____ Provided material
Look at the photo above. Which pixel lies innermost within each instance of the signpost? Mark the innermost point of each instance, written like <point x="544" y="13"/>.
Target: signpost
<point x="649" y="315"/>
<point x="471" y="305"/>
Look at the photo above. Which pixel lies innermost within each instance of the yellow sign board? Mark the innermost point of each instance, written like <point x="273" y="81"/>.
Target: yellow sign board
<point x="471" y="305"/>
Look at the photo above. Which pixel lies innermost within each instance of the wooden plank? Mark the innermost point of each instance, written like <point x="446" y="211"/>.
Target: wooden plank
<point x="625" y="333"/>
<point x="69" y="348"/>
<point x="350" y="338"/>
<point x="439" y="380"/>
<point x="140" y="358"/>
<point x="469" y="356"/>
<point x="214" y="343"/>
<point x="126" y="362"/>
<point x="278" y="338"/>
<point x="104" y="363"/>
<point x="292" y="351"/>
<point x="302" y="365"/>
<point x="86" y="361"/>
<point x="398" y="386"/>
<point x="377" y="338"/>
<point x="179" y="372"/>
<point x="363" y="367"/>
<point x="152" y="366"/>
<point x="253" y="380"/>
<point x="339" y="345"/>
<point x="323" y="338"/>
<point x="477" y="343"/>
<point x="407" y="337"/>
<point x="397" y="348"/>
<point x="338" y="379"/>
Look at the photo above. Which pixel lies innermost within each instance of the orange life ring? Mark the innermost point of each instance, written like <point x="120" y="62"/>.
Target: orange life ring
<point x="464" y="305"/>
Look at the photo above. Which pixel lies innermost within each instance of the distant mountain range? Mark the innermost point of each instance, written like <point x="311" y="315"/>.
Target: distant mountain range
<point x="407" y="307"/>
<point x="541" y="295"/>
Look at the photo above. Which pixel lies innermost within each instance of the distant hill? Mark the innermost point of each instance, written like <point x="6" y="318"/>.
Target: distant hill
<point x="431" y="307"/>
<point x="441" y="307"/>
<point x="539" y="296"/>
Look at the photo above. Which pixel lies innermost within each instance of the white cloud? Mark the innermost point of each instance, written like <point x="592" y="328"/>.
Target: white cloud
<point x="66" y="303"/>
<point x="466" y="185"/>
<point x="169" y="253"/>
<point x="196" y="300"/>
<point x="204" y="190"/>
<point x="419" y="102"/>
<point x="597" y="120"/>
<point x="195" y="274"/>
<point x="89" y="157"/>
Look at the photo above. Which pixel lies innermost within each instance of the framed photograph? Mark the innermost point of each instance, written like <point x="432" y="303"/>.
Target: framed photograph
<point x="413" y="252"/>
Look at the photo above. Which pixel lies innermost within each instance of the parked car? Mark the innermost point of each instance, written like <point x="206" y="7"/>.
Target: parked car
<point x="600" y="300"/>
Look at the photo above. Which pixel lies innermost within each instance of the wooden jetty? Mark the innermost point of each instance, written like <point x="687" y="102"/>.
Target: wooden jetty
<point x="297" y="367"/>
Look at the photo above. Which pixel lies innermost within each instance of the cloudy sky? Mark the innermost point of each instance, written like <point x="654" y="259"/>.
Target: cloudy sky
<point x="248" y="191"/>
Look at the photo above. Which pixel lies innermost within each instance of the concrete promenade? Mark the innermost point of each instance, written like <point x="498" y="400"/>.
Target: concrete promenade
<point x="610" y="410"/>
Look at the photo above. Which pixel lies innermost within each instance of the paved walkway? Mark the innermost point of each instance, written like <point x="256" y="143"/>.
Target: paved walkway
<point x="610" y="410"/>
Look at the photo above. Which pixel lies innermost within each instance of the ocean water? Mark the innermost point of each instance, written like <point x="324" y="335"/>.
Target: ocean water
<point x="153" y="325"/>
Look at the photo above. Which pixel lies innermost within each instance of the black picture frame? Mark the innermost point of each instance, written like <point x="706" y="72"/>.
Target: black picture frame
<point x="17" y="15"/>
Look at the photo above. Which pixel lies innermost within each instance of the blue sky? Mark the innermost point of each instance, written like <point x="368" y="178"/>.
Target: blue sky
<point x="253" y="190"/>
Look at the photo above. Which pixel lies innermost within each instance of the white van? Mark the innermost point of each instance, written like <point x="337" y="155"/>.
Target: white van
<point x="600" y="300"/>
________
* _Exercise description_
Please format every line above as a numbered list, skipping any blank lines.

* _Correct answer_
1. Look at the photo above. Which pixel lies innermost within each instance of the signpost? Mark the innermost point of each instance, written like <point x="544" y="13"/>.
2. Target: signpost
3. <point x="649" y="315"/>
4. <point x="471" y="305"/>
5. Look at the photo above. Which pixel lies innermost within each instance of the yellow sign board? Mark the innermost point of each instance, written like <point x="273" y="81"/>.
6. Target: yellow sign board
7. <point x="471" y="305"/>
8. Look at the photo above. Which pixel lies innermost within each instance of the wooden plank? Mark the innermost point of each instance, written like <point x="446" y="211"/>.
9. Target: wooden plank
10. <point x="625" y="333"/>
11. <point x="69" y="348"/>
12. <point x="350" y="338"/>
13. <point x="439" y="380"/>
14. <point x="140" y="358"/>
15. <point x="469" y="356"/>
16. <point x="214" y="343"/>
17. <point x="126" y="362"/>
18. <point x="278" y="338"/>
19. <point x="104" y="363"/>
20. <point x="292" y="351"/>
21. <point x="302" y="365"/>
22. <point x="86" y="361"/>
23. <point x="398" y="386"/>
24. <point x="377" y="338"/>
25. <point x="179" y="372"/>
26. <point x="363" y="367"/>
27. <point x="152" y="366"/>
28. <point x="253" y="380"/>
29. <point x="339" y="345"/>
30. <point x="323" y="338"/>
31. <point x="477" y="343"/>
32. <point x="407" y="337"/>
33. <point x="397" y="348"/>
34. <point x="338" y="379"/>
35. Look at the photo above. Which pixel lies innermost within each instance of the orange life ring? Mark the innermost point of each instance, written like <point x="120" y="62"/>.
36. Target: orange life ring
37. <point x="464" y="305"/>
38. Look at the photo above. Which pixel lies innermost within each instance of the distant mountain range? Mark the innermost point of each instance, written like <point x="311" y="315"/>.
39. Target: distant mountain range
40. <point x="407" y="307"/>
41. <point x="541" y="295"/>
42. Look at the photo above. Which pixel lies innermost within each instance of the distant hill? Mark the innermost point of each instance, written like <point x="6" y="318"/>.
43. Target: distant hill
44. <point x="431" y="307"/>
45. <point x="441" y="307"/>
46. <point x="539" y="296"/>
47. Look at the photo above. Which pixel lies innermost within each instance of the white cloud? Mark the innermost point of each instance, written like <point x="592" y="328"/>.
48. Target: white cloud
49. <point x="66" y="303"/>
50. <point x="466" y="185"/>
51. <point x="169" y="253"/>
52. <point x="196" y="300"/>
53. <point x="204" y="190"/>
54. <point x="419" y="102"/>
55. <point x="597" y="120"/>
56. <point x="195" y="274"/>
57. <point x="89" y="157"/>
58. Look at the photo above. Which pixel lies innermost within each instance of the framed photograph? Mark the innermost point of each instance, written like <point x="432" y="303"/>.
59. Target: framed photograph
60. <point x="413" y="252"/>
61. Look at the photo above. Which pixel lies innermost within each instance of the parked car? Mark the innermost point of each instance, written like <point x="206" y="7"/>.
62. Target: parked car
63. <point x="600" y="300"/>
64. Look at the photo above. Which pixel lies innermost within each instance of the wooden jetty? Mark the innermost point of each instance, written like <point x="687" y="102"/>.
65. Target: wooden jetty
66. <point x="297" y="367"/>
67. Look at the photo above. Which pixel lies innermost within each instance of the cloudy sky? Mark the innermost point of each instance, written like <point x="654" y="259"/>.
68. Target: cloudy sky
69. <point x="248" y="191"/>
70. Look at the photo above. Which pixel lies innermost within each instance of the concrete promenade? Mark the innermost point of each instance, written like <point x="498" y="400"/>.
71. Target: concrete promenade
72. <point x="610" y="410"/>
73. Look at the photo above. Which pixel lies innermost within each instance of the paved walkway? Mark the innermost point of each instance, written like <point x="256" y="143"/>.
74. Target: paved walkway
75. <point x="610" y="410"/>
76. Look at the photo above. Which pixel lies innermost within each instance of the ocean water? Mark the innermost point of each instance, written like <point x="324" y="335"/>.
77. Target: ocean water
78. <point x="153" y="325"/>
79. Look at the photo above. Which pixel lies innermost within each instance of the black picture frame? Mark the innermost point of each instance, written like <point x="706" y="72"/>.
80. Target: black picture frame
81. <point x="17" y="15"/>
82. Look at the photo above. Which pixel lies innermost within each instance of the blue sky? Mark the innermost point of each instance, written like <point x="368" y="178"/>.
83. Target: blue sky
84. <point x="253" y="190"/>
85. Look at the photo above. Which pixel lies innermost within each instance of the white van? Mark the innermost point of each instance, written like <point x="337" y="155"/>.
86. Target: white van
87. <point x="600" y="300"/>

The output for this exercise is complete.